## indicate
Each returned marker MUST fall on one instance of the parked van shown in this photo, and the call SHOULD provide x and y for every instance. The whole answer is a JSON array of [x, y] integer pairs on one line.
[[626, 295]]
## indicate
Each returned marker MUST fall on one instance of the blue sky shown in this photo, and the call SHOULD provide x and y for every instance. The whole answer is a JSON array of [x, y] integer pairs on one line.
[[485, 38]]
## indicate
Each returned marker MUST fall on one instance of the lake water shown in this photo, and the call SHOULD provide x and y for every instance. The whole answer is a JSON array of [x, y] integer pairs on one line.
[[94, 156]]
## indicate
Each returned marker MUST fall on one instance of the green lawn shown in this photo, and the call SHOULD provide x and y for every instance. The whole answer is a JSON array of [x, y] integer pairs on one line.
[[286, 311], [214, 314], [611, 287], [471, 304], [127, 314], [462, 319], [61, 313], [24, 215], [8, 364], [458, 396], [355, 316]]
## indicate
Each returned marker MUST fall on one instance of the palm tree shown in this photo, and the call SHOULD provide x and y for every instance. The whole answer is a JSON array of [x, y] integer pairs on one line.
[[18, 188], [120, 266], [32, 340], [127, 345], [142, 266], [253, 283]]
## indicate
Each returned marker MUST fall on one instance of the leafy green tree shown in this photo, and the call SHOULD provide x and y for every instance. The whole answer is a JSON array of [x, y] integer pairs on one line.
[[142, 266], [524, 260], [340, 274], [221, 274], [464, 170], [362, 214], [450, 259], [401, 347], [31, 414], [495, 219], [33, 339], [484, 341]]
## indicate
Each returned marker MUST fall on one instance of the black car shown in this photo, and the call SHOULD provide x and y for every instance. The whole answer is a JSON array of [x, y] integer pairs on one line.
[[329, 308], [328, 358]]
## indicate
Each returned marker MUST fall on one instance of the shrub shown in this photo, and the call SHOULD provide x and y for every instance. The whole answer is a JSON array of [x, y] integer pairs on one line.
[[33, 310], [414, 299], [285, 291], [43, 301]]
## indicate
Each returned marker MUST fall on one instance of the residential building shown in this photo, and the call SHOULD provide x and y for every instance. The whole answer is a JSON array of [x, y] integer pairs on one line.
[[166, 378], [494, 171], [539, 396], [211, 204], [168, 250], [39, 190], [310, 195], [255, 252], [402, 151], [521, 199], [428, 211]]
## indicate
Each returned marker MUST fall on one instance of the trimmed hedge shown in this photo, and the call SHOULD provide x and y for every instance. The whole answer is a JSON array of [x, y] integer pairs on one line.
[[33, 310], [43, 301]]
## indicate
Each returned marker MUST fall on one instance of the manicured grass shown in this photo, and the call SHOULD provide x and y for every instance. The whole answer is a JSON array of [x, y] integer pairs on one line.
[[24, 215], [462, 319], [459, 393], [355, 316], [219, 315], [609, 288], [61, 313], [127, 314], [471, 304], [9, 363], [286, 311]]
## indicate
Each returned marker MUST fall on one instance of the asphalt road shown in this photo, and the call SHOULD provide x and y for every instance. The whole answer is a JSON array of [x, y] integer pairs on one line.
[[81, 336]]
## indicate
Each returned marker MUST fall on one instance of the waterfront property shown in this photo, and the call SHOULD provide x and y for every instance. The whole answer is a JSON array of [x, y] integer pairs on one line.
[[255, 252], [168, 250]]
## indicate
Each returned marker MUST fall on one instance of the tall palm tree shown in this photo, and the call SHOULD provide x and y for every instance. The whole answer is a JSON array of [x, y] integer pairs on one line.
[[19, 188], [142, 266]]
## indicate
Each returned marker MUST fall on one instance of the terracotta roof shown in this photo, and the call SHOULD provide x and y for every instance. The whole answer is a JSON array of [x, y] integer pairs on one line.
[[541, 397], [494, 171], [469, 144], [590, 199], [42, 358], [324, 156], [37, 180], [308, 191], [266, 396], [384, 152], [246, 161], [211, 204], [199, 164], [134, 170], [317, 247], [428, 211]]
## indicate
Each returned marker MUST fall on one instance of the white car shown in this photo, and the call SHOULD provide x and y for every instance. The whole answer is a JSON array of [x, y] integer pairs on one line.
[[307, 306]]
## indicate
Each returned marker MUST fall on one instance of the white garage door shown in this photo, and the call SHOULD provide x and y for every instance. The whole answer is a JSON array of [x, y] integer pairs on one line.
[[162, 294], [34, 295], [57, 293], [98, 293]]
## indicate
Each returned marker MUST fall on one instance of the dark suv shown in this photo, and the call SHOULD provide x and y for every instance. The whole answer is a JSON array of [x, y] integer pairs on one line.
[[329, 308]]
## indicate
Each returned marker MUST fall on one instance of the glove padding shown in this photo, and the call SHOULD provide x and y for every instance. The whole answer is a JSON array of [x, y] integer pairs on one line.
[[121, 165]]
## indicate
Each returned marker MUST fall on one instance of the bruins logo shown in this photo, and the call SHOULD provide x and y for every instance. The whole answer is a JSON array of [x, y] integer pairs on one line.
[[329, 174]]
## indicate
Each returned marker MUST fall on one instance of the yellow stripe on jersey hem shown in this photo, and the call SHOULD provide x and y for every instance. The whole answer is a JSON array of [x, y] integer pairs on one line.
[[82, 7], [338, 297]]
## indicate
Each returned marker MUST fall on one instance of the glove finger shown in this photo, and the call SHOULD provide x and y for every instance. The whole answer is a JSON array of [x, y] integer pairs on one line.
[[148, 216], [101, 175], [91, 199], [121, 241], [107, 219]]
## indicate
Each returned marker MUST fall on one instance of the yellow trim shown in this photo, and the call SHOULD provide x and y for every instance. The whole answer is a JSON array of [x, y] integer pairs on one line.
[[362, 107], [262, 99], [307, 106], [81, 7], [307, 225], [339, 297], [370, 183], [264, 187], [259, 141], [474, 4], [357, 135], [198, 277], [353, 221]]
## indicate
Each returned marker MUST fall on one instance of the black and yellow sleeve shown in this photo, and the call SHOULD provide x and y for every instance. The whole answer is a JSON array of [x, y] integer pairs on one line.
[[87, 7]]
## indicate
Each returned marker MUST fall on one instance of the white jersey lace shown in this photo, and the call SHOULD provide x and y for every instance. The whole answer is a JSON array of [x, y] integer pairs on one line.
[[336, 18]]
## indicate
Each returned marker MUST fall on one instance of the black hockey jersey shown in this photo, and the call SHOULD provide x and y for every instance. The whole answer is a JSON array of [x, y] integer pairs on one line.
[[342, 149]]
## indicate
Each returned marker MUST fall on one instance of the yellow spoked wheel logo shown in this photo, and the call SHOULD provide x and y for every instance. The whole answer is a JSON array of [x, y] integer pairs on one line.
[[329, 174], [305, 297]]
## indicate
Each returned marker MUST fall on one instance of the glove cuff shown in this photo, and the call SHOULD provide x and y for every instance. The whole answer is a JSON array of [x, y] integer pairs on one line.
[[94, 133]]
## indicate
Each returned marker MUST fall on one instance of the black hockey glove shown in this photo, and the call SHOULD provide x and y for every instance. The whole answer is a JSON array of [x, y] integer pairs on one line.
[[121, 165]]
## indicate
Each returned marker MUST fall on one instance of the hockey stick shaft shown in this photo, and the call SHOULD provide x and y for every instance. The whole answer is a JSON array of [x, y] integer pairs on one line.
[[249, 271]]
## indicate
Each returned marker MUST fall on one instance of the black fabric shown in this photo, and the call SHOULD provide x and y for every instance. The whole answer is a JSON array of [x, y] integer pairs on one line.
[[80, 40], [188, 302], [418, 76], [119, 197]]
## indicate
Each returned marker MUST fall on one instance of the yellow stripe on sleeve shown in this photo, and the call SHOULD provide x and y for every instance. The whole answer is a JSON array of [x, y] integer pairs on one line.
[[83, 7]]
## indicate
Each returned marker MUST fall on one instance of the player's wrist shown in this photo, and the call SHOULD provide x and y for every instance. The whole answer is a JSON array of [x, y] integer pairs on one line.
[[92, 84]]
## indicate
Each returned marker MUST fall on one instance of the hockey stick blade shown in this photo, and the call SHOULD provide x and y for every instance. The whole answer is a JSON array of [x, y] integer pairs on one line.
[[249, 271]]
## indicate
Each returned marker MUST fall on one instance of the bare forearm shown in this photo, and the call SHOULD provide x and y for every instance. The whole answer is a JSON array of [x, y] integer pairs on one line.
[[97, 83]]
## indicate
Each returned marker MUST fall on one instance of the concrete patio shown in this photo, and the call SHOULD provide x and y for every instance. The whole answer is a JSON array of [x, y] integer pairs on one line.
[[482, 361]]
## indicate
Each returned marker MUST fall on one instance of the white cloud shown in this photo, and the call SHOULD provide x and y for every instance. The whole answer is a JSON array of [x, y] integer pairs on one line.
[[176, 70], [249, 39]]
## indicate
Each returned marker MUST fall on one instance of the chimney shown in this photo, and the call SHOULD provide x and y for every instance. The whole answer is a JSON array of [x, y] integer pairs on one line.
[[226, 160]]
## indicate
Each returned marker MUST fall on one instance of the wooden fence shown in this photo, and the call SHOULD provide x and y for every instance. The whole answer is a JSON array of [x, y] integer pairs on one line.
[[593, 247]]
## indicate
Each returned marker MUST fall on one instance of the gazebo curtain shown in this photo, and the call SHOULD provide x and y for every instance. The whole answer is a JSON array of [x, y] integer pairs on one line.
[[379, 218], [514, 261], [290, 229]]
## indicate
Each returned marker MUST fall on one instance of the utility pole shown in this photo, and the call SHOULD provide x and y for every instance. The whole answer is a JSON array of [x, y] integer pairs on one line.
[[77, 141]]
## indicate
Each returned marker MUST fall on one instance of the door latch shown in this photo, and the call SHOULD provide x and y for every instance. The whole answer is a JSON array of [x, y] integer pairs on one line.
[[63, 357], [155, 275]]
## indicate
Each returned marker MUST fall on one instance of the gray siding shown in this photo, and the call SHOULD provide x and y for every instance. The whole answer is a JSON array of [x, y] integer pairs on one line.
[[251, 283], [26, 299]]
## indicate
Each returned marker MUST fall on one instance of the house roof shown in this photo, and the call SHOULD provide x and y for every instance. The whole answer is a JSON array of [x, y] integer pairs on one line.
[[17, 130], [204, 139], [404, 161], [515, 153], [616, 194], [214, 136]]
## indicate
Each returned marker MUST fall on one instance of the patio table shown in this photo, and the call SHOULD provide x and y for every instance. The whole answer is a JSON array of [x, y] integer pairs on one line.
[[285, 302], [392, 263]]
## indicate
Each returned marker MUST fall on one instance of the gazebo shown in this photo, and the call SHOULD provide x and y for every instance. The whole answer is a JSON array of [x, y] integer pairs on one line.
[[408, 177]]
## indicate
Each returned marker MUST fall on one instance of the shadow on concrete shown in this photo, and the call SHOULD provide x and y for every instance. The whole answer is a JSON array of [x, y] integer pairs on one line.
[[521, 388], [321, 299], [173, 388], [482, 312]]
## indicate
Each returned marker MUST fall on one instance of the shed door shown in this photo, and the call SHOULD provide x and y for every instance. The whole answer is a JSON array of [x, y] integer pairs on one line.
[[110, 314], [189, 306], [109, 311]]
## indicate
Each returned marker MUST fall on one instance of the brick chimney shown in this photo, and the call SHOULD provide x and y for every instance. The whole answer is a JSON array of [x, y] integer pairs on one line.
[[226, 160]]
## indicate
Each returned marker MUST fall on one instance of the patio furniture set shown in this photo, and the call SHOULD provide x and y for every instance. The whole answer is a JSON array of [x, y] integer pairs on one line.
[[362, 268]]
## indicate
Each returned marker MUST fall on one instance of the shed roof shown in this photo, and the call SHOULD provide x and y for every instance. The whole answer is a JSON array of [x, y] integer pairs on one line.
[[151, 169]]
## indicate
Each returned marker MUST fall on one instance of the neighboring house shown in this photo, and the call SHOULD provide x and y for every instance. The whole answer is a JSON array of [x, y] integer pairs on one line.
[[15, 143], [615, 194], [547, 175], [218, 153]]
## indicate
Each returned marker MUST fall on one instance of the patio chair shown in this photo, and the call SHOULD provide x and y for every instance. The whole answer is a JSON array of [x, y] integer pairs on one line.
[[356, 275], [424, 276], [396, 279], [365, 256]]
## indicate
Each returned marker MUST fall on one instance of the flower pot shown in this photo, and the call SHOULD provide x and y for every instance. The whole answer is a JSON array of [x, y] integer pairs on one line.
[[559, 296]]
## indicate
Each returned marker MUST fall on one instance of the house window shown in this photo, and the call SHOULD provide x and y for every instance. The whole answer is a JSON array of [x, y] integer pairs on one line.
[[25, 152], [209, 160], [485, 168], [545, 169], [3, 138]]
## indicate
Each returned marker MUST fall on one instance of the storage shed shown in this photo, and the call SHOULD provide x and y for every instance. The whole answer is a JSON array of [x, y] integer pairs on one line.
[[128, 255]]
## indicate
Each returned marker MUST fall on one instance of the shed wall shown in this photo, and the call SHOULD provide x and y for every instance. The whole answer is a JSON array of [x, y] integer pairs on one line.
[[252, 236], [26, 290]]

Task to complete → Reproduce verbatim the portion of the data that opens with its first line and closes with the line containing "[[94, 156]]", with both of those lines included.

Solution for this exercise →
## indicate
Each returned marker MUST fall on one instance of the parked van shown in this photo, and the call SHOULD provide x and y for every instance. The whole answer is a JSON array of [x, y] integer pairs on one line.
[[626, 295]]
## indicate
Each returned marker MUST fall on one instance of the blue sky shown in this photo, and the call SHOULD provide x and y for every instance. The whole answer is a JSON array of [x, y] integer pairs on one line.
[[485, 38]]
## indicate
Each returned marker MUST fall on one instance of the lake water shown in this photo, and the call SHOULD provide x and y for every instance. The whole answer is a JSON array of [x, y] integer pairs on one line.
[[94, 156]]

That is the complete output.